▶ STATED GOAL 1: Which lines of the records contain the string "over"? Copy each of them.

▶ PASSAGE SHOWN:
┄┄┄┄┄┄
Add DeBERTaV2/V3 support (#2097)

* add debertav2/v3 * update comments * Apply Black * assume support for fast deberta tokenizer * Apply Black * update required transformers version for deberta * fix mismatched vocab error * Update Documentation & Code Style * update debertav2 doc string Co-authored-by: Sara Zan <sara.zanzottera@deepset.ai> Co-authored-by: github-actions[bot] <41898282+github-actions[bot]@users.noreply.github.com>
2025-11-14 00:54:22 +00:00 · 2022-05-23 09:55:14 +02:00 · 2022-05-23 09:55:14 +02:00 · 16b0fdd804
commit 16b0fdd804
parent a9a4156731
4 changed files with 124 additions and 2 deletions
--- a/haystack/modeling/model/language_model.py
+++ b/haystack/modeling/model/language_model.py
@ -48,6 +48,8 @@ from transformers import (
    CamembertConfig,
    BigBirdModel,
    BigBirdConfig,
+    DebertaV2Model,
+    DebertaV2Config,
 )
┄┄┄┄┄┄
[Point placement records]
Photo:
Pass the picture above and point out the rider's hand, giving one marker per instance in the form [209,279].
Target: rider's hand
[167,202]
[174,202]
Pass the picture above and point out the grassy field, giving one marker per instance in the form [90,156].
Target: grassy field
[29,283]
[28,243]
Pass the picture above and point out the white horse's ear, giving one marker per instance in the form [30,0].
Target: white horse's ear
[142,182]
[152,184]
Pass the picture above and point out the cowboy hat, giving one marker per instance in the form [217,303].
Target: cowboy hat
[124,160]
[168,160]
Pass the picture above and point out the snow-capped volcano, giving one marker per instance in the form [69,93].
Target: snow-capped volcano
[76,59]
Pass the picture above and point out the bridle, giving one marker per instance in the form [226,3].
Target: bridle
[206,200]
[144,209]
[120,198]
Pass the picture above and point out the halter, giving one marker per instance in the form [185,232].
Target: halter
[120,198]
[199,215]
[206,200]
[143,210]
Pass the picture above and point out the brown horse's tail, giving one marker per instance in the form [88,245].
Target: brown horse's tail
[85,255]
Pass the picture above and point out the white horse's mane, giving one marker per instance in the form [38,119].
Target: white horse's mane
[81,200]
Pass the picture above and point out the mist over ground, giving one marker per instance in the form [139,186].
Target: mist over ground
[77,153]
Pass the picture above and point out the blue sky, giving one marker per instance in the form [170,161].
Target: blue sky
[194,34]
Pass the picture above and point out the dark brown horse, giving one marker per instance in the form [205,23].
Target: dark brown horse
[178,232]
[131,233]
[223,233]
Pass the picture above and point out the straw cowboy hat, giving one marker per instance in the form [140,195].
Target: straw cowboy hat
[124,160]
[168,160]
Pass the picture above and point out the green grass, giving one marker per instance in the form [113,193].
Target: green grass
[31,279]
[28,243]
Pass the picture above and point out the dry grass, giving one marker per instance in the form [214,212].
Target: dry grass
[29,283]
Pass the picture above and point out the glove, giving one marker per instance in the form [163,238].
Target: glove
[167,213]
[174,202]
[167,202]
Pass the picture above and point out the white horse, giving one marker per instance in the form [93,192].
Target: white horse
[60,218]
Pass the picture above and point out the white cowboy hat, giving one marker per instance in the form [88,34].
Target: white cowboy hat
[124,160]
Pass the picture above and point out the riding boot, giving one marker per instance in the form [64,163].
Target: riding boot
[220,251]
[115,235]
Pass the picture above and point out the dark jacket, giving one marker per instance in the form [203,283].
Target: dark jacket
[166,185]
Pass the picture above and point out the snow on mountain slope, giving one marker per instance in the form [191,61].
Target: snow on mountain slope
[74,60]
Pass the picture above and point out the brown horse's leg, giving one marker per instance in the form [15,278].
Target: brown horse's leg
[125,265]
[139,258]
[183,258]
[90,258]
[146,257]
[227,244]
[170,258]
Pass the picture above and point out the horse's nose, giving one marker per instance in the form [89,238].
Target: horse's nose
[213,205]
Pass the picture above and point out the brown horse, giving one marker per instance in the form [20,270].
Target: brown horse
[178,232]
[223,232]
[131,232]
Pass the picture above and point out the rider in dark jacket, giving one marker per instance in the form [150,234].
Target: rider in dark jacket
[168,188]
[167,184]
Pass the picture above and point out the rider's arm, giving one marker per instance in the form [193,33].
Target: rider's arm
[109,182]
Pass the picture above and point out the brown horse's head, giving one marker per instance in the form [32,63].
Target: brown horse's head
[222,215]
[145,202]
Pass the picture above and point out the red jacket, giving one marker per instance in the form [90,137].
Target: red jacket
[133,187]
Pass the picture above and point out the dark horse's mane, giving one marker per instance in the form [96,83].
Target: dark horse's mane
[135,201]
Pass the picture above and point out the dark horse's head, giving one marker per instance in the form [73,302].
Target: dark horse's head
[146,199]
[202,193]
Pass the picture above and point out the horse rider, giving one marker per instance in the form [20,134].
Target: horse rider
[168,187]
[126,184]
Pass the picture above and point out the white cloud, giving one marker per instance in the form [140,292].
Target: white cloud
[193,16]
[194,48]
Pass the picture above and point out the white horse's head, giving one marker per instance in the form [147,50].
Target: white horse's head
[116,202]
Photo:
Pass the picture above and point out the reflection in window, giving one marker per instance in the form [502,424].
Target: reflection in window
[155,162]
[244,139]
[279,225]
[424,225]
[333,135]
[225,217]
┄┄┄┄┄┄
▶ STATED GOAL 2: According to the commit page, how many files were changed?

▶ FINISHED ANSWER 1:
Pass the picture above and point out the mist over ground, giving one marker per instance in the form [139,186].
Target: mist over ground

▶ FINISHED ANSWER 2: Four files were changed, with 124 additions and 2 deletions.